------ 提示された本文 ------

GONNO x YUJI MURAI Special Interview
Interview : Hiromi MatsubaraPhoto : Asami Uchida, Hiromi Matsubara
2016.4.7
2013年にPioneer DJ Pro Audioがクラブ向けサウンドシステムへの参入を発表し、ここ日本でも本格的にクラブイベント/フェスティバルへの導入がスタートした。今回は、様々な場所でのお披露目が増えているこの機会に、サウンドシステムを日本で最もよく知るPioneer DJ Pro Audioの企画担当者の村井佑史氏に2つのサウンドシステムシリーズの性能から今後の展望まで、たっぷりとお話していただいた。同時に、2015年2月24日に行われた試聴会でデモンストレーションDJを務めたGonno氏にもご登場いただき、初めてサウンドシステムに触れた日本人のDJとしての感想も伺った。対談はいつしかクラブサウンドシステムの話から盛り上がり、お二人のクラブ観/DJ観にも迫ることに。しかしその語り口からは日本のクラブカルチャーへの情熱が確かに感じられるだろう。
ーーではまず、GS-WAVEシリーズの長所を教えてください。
村井:GS-WAVEシリーズは、基本的にはバラバラで使うのではなくて、全てのパーツを合わせて1セットとして使用するものになっています。低域は足元から、高域は頭上から出るようになっていて、全身に適切に音が届くようになっています。全長が3.4メートルで、それなりに大きいサイズのクラブで威力を発揮するシリーズになっています。やはり一番の魅力は、スピーカーは基本的には“様々な現場で使われること”を重視するものが多い中で、GS-WAVEシリーズは完全に“クラブでダンスミュージックを楽しむため”に設計されていることです。“多様な現場に対応できる広い振り幅は持っているけど、何に対しても最も優れたものにはならない”というものとは違って、“クラブ向け”なので対象は狭いですが、その中では1番尖っていて、他社の同形等のものよりも150%良いものを届けようと思っています。
ーー日本は小型から中型のクラブが多いので、GS-WAVEシリーズを入れるのはなかなか難しいと思うのですが、もともと設計の段階から大型のクラブで使用することを想定されていたんですか?

------ データセット項目 ------

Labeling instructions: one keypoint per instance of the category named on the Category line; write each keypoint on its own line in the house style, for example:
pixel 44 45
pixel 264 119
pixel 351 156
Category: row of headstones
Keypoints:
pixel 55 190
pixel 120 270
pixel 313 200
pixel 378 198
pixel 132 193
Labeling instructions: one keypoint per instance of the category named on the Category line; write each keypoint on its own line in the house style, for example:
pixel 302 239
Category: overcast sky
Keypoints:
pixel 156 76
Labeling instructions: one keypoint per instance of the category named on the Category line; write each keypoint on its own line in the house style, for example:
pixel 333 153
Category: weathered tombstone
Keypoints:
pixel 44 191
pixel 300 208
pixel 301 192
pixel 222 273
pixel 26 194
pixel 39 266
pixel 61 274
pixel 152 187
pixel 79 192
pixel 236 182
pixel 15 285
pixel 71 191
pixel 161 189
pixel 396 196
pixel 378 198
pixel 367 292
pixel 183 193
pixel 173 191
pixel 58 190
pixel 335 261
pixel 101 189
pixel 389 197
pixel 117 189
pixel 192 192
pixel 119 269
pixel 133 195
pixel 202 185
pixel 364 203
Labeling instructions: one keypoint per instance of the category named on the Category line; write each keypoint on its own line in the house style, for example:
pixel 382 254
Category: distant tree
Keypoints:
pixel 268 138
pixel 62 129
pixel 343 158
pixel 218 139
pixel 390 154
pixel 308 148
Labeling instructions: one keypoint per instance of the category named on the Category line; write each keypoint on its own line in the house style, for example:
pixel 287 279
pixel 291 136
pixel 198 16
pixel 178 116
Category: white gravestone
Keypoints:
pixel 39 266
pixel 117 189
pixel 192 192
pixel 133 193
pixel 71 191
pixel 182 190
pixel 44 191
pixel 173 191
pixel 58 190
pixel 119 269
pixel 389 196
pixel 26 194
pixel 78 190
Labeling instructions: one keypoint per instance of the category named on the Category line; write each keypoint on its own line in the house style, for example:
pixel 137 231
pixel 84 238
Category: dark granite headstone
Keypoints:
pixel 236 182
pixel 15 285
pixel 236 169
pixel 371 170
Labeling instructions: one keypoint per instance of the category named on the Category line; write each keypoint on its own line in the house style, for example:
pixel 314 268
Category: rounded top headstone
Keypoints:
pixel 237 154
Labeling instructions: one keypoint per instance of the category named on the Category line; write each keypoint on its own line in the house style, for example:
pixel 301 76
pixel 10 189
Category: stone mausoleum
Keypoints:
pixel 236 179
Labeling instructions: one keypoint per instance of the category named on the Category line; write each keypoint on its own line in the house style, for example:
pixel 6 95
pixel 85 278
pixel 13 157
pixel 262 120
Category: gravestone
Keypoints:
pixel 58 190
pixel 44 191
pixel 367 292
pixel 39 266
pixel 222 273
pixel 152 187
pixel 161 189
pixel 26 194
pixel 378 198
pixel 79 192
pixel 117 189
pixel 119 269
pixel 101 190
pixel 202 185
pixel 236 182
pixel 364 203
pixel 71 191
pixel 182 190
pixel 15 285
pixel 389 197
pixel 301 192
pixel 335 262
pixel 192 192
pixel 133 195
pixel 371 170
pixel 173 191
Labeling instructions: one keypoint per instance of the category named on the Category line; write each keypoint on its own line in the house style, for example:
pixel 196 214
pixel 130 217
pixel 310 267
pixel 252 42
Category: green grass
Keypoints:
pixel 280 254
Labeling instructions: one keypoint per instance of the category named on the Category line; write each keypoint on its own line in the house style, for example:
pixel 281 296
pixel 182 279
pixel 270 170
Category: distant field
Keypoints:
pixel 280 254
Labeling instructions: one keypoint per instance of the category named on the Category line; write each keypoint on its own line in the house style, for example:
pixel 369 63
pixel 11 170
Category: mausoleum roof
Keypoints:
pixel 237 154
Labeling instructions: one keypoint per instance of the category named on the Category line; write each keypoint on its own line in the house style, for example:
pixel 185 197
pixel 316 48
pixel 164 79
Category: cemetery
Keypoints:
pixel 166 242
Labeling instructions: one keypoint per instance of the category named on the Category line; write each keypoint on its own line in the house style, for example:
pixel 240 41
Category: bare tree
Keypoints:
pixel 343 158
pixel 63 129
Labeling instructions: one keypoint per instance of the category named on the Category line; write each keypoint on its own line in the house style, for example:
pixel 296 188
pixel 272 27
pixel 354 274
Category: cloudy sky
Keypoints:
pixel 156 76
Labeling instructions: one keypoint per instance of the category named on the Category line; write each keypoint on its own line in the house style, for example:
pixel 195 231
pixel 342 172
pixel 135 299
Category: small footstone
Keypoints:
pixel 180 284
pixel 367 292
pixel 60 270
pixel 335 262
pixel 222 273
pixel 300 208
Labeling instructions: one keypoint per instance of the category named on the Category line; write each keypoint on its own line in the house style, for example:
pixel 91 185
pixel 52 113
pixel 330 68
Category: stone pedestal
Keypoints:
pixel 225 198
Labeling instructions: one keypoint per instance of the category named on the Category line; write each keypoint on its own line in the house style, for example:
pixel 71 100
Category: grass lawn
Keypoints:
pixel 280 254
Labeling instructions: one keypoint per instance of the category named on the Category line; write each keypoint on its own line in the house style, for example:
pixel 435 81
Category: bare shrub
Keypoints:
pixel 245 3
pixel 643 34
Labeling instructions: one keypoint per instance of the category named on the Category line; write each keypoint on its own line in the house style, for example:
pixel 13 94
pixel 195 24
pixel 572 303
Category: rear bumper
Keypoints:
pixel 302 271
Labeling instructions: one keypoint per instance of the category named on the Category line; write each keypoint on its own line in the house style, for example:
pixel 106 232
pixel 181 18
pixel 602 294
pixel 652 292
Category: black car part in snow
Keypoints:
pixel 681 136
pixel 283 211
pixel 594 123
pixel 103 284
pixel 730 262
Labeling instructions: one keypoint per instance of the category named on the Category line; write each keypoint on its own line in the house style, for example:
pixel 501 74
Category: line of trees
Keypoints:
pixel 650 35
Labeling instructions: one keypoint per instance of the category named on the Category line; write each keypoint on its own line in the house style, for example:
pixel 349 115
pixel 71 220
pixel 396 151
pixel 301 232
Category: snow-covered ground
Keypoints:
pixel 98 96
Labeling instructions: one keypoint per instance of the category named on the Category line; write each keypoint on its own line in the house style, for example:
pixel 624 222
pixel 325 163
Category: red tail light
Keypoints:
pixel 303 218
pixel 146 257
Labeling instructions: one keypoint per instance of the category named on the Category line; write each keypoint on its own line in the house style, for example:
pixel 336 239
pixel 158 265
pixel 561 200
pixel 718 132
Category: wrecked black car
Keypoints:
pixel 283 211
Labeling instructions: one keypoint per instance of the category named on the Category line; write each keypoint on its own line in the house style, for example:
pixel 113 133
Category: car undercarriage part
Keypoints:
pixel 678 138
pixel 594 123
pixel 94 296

------

本文の「村井:GS-WAVEシリーズ」から「とを想定されていたんですか?」までを、両端の語句も含めて一字一句そのまま書き写してもらえますか? 本文の内容だけを手がかりにしてください。

解答:
村井:GS-WAVEシリーズは、基本的にはバラバラで使うのではなくて、全てのパーツを合わせて1セットとして使用するものになっています。低域は足元から、高域は頭上から出るようになっていて、全身に適切に音が届くようになっています。全長が3.4メートルで、それなりに大きいサイズのクラブで威力を発揮するシリーズになっています。やはり一番の魅力は、スピーカーは基本的には“様々な現場で使われること”を重視するものが多い中で、GS-WAVEシリーズは完全に“クラブでダンスミュージックを楽しむため”に設計されていることです。“多様な現場に対応できる広い振り幅は持っているけど、何に対しても最も優れたものにはならない”というものとは違って、“クラブ向け”なので対象は狭いですが、その中では1番尖っていて、他社の同形等のものよりも150%良いものを届けようと思っています。
ーー日本は小型から中型のクラブが多いので、GS-WAVEシリーズを入れるのはなかなか難しいと思うのですが、もともと設計の段階から大型のクラブで使用することを想定されていたんですか?